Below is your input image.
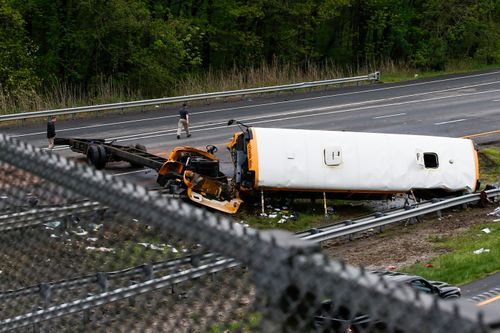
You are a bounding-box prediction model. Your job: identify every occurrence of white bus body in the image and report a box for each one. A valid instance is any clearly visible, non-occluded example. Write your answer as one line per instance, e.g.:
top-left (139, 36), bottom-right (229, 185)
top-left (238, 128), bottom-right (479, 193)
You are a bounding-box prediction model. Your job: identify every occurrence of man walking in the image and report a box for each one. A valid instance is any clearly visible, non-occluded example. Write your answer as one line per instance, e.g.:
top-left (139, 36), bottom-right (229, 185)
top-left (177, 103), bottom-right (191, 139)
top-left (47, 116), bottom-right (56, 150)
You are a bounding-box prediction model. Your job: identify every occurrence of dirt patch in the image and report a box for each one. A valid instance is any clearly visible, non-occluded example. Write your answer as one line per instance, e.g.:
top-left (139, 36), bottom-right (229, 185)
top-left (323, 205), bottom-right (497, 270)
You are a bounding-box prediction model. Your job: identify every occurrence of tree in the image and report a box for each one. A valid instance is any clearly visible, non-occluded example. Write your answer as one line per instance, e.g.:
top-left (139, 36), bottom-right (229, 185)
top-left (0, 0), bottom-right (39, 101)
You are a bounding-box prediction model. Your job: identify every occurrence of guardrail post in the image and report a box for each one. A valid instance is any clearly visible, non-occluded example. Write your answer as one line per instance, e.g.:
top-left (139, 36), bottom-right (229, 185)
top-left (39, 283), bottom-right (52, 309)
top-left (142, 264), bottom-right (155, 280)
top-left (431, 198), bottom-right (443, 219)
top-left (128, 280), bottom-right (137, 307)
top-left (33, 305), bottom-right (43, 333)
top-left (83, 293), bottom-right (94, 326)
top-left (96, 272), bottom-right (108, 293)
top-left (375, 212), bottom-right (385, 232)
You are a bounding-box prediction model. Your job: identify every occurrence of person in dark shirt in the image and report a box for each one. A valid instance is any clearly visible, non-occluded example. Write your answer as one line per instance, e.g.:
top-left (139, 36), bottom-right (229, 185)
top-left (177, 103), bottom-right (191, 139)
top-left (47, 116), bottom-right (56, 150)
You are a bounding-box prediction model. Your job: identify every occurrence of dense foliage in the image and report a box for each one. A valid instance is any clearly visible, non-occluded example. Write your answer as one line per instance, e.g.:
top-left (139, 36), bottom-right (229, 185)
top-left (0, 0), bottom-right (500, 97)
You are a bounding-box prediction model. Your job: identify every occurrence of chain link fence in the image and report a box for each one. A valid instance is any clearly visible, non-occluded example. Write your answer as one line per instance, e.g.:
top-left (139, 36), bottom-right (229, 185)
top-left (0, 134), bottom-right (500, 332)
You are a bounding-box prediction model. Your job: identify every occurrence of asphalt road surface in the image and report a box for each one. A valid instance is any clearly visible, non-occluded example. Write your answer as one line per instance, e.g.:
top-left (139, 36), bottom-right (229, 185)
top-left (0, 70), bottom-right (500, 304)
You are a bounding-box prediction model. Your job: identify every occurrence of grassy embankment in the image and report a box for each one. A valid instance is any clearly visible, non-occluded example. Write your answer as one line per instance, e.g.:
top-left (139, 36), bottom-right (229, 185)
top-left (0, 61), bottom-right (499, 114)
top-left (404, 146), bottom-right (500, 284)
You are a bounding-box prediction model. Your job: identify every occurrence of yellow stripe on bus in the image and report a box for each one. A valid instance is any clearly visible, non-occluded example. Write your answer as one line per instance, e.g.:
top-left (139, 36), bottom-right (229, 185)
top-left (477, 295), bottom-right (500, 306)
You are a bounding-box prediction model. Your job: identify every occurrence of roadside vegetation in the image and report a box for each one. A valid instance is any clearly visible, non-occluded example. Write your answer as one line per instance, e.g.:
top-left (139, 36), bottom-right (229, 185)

**********

WRITTEN INSTRUCTION ->
Take the records from the very first line through the line containing "top-left (323, 205), bottom-right (497, 270)", and rewrite those lines with "clearly visible" changed to "fully visible", leaving everything else unchanged. Omit the pictures from your answer.

ANSWER TO THIS TASK ->
Below is your input image.
You are a bounding-box prediction model. Your job: identify every occurrence of white bus body in the image and report a box for each one. A valid instance is any fully visible, non-occluded example. Write your answer as one line per instance, e.g.:
top-left (139, 36), bottom-right (229, 185)
top-left (238, 128), bottom-right (479, 193)
You are a bounding-box prediction model. Your job: identify every occurrence of man walking in the image and report a box for each one. A valid instance is any fully visible, non-occluded example. Write your answer as one line per instance, e.g.:
top-left (139, 36), bottom-right (229, 185)
top-left (177, 103), bottom-right (191, 139)
top-left (47, 116), bottom-right (56, 150)
You are a bounding-box prediction model. Your job: identify every occurrence of dirt patch in the image and report a box for each one. A valid instance is any fully visible, non-occluded example. Write your answer as one line per instance, e.g.:
top-left (139, 36), bottom-right (229, 185)
top-left (323, 205), bottom-right (497, 270)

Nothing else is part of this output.